Object point labels:

————————

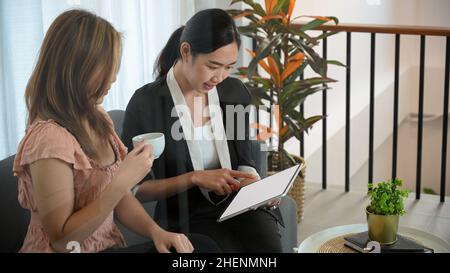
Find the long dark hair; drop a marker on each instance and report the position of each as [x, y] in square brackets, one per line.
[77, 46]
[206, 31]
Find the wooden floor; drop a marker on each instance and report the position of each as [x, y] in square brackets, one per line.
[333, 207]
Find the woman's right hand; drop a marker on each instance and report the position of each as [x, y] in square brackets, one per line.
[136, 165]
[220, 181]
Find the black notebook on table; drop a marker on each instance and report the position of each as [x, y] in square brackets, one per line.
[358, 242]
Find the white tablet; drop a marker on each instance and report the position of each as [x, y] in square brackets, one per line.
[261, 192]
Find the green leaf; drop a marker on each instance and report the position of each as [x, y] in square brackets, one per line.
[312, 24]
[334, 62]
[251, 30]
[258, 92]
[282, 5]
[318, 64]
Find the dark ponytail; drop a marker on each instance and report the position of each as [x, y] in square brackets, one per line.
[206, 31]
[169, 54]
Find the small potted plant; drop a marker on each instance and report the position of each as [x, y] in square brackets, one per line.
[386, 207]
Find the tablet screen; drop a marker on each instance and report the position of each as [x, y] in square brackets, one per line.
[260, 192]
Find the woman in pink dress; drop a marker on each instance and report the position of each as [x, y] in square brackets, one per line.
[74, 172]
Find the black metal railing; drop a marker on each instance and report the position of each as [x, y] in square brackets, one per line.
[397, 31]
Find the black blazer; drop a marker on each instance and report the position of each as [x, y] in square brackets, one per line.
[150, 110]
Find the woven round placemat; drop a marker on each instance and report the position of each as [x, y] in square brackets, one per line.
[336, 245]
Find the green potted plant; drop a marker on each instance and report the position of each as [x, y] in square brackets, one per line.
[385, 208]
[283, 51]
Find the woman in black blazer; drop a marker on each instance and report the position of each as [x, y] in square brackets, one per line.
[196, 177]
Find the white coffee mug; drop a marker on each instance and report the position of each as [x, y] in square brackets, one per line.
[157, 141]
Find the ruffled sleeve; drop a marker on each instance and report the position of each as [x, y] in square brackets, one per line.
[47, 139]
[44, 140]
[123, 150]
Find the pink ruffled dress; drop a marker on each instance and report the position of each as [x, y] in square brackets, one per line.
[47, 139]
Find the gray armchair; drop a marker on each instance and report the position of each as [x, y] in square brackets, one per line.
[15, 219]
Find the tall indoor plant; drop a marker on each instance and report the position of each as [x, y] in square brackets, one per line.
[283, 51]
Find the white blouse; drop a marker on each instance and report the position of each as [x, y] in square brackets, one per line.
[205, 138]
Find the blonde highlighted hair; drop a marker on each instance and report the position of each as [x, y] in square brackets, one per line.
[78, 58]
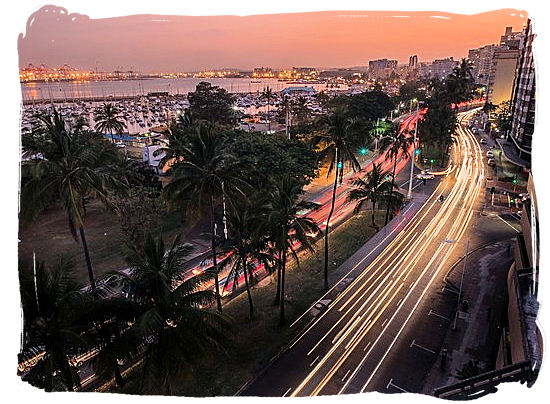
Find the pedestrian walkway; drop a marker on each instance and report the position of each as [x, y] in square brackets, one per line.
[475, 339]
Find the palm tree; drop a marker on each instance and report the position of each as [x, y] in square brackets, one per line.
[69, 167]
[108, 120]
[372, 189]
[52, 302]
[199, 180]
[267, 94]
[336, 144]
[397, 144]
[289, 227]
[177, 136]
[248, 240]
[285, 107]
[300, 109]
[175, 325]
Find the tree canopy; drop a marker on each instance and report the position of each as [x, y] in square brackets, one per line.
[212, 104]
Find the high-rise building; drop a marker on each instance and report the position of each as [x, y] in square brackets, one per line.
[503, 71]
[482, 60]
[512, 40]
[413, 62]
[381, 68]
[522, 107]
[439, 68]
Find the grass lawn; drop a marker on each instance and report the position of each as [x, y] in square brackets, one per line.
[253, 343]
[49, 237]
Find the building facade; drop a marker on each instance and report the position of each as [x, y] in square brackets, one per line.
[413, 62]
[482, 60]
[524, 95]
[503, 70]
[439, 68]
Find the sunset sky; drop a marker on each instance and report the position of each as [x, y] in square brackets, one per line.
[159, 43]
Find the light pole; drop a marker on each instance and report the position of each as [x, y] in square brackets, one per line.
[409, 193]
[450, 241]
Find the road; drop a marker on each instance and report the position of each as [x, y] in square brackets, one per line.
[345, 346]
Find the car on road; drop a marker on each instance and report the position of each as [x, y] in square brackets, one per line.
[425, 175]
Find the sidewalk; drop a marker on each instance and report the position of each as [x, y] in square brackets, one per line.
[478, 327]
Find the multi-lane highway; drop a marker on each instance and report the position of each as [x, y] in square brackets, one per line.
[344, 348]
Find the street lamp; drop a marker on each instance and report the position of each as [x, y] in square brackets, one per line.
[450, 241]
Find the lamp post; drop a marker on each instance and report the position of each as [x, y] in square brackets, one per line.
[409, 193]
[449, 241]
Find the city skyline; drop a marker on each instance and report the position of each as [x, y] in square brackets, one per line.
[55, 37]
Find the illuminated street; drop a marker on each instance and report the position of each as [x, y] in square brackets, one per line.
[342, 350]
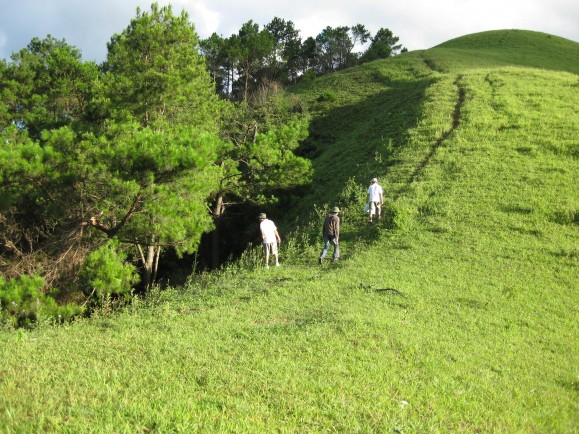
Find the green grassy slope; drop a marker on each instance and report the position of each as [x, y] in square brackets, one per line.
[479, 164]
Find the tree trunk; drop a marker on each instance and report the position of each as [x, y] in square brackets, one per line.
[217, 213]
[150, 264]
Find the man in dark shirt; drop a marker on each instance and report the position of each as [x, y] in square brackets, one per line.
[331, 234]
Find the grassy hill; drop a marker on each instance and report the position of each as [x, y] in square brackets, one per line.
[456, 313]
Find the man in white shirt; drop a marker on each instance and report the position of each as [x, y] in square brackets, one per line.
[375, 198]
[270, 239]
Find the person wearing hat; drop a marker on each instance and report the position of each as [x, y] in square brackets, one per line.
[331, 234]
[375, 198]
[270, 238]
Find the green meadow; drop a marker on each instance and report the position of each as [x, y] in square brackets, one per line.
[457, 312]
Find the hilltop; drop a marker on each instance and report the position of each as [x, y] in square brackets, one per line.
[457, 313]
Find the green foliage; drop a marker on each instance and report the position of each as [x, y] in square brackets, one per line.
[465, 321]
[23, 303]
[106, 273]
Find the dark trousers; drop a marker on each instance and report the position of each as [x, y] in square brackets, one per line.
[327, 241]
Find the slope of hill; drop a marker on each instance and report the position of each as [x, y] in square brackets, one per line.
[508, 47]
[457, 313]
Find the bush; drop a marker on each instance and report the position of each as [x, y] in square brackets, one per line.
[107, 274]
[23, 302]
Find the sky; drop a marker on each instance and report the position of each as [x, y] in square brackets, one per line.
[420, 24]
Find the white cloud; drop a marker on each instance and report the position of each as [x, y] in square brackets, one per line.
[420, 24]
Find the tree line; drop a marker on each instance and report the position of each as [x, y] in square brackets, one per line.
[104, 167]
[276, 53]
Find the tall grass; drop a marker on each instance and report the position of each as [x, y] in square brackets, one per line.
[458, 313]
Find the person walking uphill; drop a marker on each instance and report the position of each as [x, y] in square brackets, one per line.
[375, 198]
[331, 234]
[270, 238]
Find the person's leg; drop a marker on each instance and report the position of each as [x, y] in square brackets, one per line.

————————

**What you need to do:** Write out the whole listing exactly, and drop the pictures.

**Exercise result:**
Find the long dark hair; drop a marker on each instance and report the position of each as [x, y] in square brackets, one per line.
[77, 46]
[206, 31]
Find the wooden floor; drop a marker on each instance and report the position of each as [x, y] in square brackets, one per line.
[333, 207]
Find the woman's right hand; drop a marker on each instance and report the position of each as [x, y] in square brackets, one per line.
[136, 165]
[220, 181]
Find the black notebook on table; drop a marker on each instance and report the position of each as [x, y] in square brackets, one per line.
[358, 242]
Find the white tablet; drop a marker on each instance and report the position of each as [x, y] in square brackets, one per line.
[261, 192]
Find the green leaf; drop a marker on each instance and report the position of each as [x, y] in square brackets, one per line.
[312, 24]
[334, 62]
[251, 30]
[258, 92]
[282, 5]
[318, 64]
Find the dark ponytail; drop a marker on each instance and report the position of each as [x, y] in square brackets, one per line.
[206, 31]
[169, 54]
Find the small potted plant; drop a marker on each instance and report the position of each as [x, y] in square brackets, one per line.
[386, 207]
Find the tablet screen; drop a marker on each instance and report the position of each as [x, y] in square brackets, one per line.
[260, 192]
Find the woman in pink dress; drop a marker on each instance and report the position of each as [x, y] in square brackets, one per line.
[74, 172]
Find the black metal railing; drop a marker on each instance and report the position of each as [x, y] in square brackets, one per line.
[397, 31]
Find the black blazer; drop a marker on each instance and report the position of each as [x, y] in square brackets, one per line.
[150, 110]
Find the woven round placemat; drop a marker on each instance and report the position of each as [x, y] in square brackets, one per line.
[336, 245]
Find the green potted plant; drop a marker on each instance and report the position of each as [x, y] in square brackets, one per line.
[385, 208]
[283, 51]
Find the woman in black blazer; drop a marker on each instance and report the position of each as [x, y] in square brackets, one per line.
[196, 177]
Find the white coffee mug; drop a marker on each instance and report the position of each as [x, y] in square brackets, one per line.
[157, 141]
Find the ruffled sleeve; drop a marker on each instance and report the position of each as [x, y] in square brackets, one per line.
[47, 139]
[44, 140]
[123, 150]
Find the pink ruffled dress; drop a marker on each instance and report the position of each as [x, y] in square brackets, one per line.
[47, 139]
Find the gray armchair; drop a marker on each instance and report the position of each as [x, y] in square brackets, one per line.
[15, 219]
Find the tall indoor plant; drop a marker on each instance and report the position of each as [x, y] in square brackets, one per line.
[283, 51]
Find the white blouse; drop a marker on each instance and report the position of each as [x, y] in square brackets, one per line.
[205, 138]
Find the blonde highlighted hair; drop a marker on each instance and report the position of each as [x, y] in square brackets, one per line.
[78, 58]
Find the pedestrian walkway; drop a marker on each instance and report the position of each as [x, y] in square brackets, one per line.
[475, 339]
Find the palm tree; drop a marker on each instance and report the position of each as [x, y] in square brackets, one per line.
[69, 167]
[108, 120]
[372, 189]
[52, 302]
[199, 180]
[267, 94]
[336, 144]
[397, 144]
[289, 227]
[177, 136]
[248, 240]
[285, 107]
[300, 109]
[175, 325]
Find the tree canopy; drop a marker on each instance and report the position of each as [x, y] in square brackets, one per line.
[212, 104]
Find the high-rise building; drop a marker on each instance and report the position of each as [x, y] in square brackets, one per line.
[503, 71]
[482, 60]
[512, 40]
[413, 62]
[381, 68]
[522, 107]
[439, 68]
Find the grass lawn; drop a marker on each instance and report the position of each as [x, y] in square brackets, one per line.
[253, 343]
[49, 237]
Find the building facade; drop a marker on each instance and report the position of each as [x, y] in square brackets, one per line.
[413, 62]
[482, 60]
[524, 95]
[503, 70]
[439, 68]
Find the sunset sky; drop a marker on each instance and report the position of each as [x, y] in square brackets, one per line.
[159, 43]
Find the light pole; drop a marker on each instance and report the position of each as [x, y] in square brackets, one per line.
[409, 193]
[450, 241]
Find the road; drop a marker on each instance and report the position of each as [x, y] in square brackets, one per line.
[345, 346]
Find the car on road; drop a marker on each instance and report the position of each as [x, y] in square brackets, one per line.
[425, 175]
Find the sidewalk; drop a marker on each instance and report the position of each as [x, y] in square brackets, one per line.
[478, 327]
Find the multi-lane highway; drop a marker on each instance and report the position of each as [x, y] in square brackets, one per line.
[344, 348]
Find the street lamp; drop a marker on each instance and report the position of each as [x, y] in square brackets, one per line.
[450, 241]
Find the lamp post; drop a marker on each instance and report the position of each as [x, y] in square brackets, one per line.
[409, 193]
[449, 241]
Find the city skyline; drop a marker on each instance and report the position of each as [x, y] in square brackets, one per line.
[55, 37]
Find the illuminated street; drop a marker on each instance and report the position of each as [x, y] in square brackets, one per line.
[342, 350]
Find the green grassy slope; drop a marker on each instance and report the position of each as [x, y] in square brackets, one per line.
[479, 164]
Find the tree trunk; drop a marker on each instance and report the position of each as [x, y] in square brackets, one per line.
[217, 213]
[150, 264]
Find the man in dark shirt; drop a marker on each instance and report the position of each as [x, y] in square brackets, one per line.
[331, 234]
Find the grassy hill; drop a marker on each instance and report the position of each as [x, y] in square brackets, one per line.
[456, 313]
Find the man in white shirt; drop a marker on each instance and report the position of each as [x, y] in square brackets, one per line.
[375, 198]
[270, 239]
Find the person wearing hat; drop a marker on each instance and report the position of each as [x, y] in square brackets, one per line.
[331, 234]
[375, 198]
[270, 238]
Find the green meadow; drop a marker on each instance and report the position of each as [x, y] in square brackets, one per line.
[457, 312]
Find the hilltop; drop a marker on each instance and report the position of each as [x, y] in square brackets, one per line.
[457, 313]
Find the green foliage; drop a marker on each instance and report the position of each as [x, y] in square brackets, one per line.
[465, 321]
[23, 303]
[106, 273]
Find the dark trousers; drop a marker on each instance and report the position of each as [x, y] in square brackets, one per line.
[327, 241]
Find the slope of hill; drop a marker on each instance and report the position of each as [x, y] in square brackets, one per line.
[508, 47]
[457, 313]
Find the bush; drop a marker on each instance and report the position of each as [x, y] in square brackets, one per line.
[107, 274]
[23, 302]
Find the sky; drop a marker on each instance and report the position of each as [x, y] in square brackets, one per line.
[420, 24]
Find the white cloud; drop a marker on each instance and report the position of each as [x, y] in square brackets, one per line.
[420, 24]
Find the tree line; drop a marker on each instance and report the position of each as [x, y] in square brackets, one per line.
[104, 167]
[276, 53]
Find the tall grass; drop a marker on each instance and report the position of each as [x, y] in square brackets, one per line.
[458, 313]
Find the person walking uphill; drop a marker on each instance and report the position of each as [x, y] in square brackets, one per line.
[375, 198]
[331, 234]
[270, 238]
Find the person's leg; drop a marker on each instance and report the position of each as [x, y] in square brackets, one per line.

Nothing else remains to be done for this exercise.